**Instructions to follow**
Look through the data below and work out how many lines contain the string "wildflower". Give the number alone.

***** Input data *****

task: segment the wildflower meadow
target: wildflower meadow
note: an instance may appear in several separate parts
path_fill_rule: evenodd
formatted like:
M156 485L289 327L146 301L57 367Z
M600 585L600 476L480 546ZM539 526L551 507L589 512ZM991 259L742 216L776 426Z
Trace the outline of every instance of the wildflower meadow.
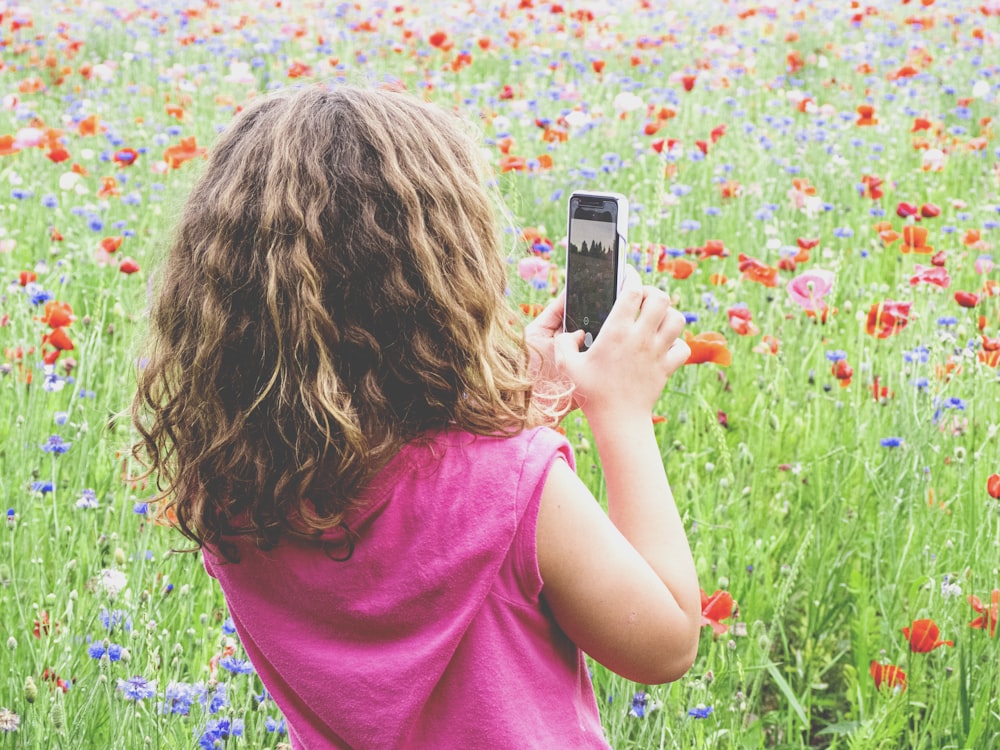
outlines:
M317 81L478 128L512 314L590 189L688 319L705 627L676 683L593 665L615 748L1000 746L1000 2L0 0L0 749L289 742L128 406L218 130Z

*****

**Response area**
3